* **STATED PROBLEM**
Extract each line in the entries below that contains the string "query".
┄┄┄┄┄┄┄┄┄┄┄┄┄┄┄┄┄┄┄┄
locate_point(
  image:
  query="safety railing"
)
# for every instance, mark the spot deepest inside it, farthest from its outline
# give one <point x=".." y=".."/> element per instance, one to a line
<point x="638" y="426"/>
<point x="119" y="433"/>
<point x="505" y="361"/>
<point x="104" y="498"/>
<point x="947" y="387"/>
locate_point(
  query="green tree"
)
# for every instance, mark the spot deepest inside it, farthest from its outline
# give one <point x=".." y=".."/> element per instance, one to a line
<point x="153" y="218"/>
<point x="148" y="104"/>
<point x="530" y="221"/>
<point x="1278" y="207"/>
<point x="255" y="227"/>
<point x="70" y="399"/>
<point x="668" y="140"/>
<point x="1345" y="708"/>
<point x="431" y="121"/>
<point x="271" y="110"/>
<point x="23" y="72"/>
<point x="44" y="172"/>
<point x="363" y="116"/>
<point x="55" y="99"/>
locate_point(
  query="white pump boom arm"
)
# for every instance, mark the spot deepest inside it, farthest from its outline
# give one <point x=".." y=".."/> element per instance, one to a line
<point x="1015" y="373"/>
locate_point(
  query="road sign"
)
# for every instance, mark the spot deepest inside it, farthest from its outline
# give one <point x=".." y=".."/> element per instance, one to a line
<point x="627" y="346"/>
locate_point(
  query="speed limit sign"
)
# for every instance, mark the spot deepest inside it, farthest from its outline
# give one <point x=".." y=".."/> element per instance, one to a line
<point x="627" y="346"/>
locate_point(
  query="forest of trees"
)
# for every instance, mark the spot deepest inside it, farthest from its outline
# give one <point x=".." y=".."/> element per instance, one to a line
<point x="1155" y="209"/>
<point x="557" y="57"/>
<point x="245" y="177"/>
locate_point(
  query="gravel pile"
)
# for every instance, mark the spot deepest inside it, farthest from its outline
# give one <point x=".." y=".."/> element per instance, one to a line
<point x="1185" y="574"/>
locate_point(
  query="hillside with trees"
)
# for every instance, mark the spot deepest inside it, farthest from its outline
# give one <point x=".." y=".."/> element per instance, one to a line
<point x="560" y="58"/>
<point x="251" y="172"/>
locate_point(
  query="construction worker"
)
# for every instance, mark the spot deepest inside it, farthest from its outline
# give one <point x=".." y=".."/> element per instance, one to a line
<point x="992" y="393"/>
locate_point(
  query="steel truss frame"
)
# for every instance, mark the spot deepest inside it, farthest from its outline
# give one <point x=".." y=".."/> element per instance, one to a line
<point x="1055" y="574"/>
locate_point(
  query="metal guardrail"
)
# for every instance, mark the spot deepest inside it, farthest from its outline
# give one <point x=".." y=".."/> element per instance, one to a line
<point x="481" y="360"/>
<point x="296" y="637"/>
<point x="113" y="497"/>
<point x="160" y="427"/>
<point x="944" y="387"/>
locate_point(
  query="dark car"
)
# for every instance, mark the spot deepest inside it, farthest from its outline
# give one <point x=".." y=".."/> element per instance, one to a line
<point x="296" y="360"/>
┄┄┄┄┄┄┄┄┄┄┄┄┄┄┄┄┄┄┄┄
* **RESULT**
  query="safety railing"
  query="green tree"
  query="white pump boom arm"
  query="road sign"
  query="speed limit sign"
  query="forest of trees"
  query="gravel pile"
  query="hillside with trees"
  query="construction worker"
  query="steel truss frame"
  query="metal guardrail"
  query="dark car"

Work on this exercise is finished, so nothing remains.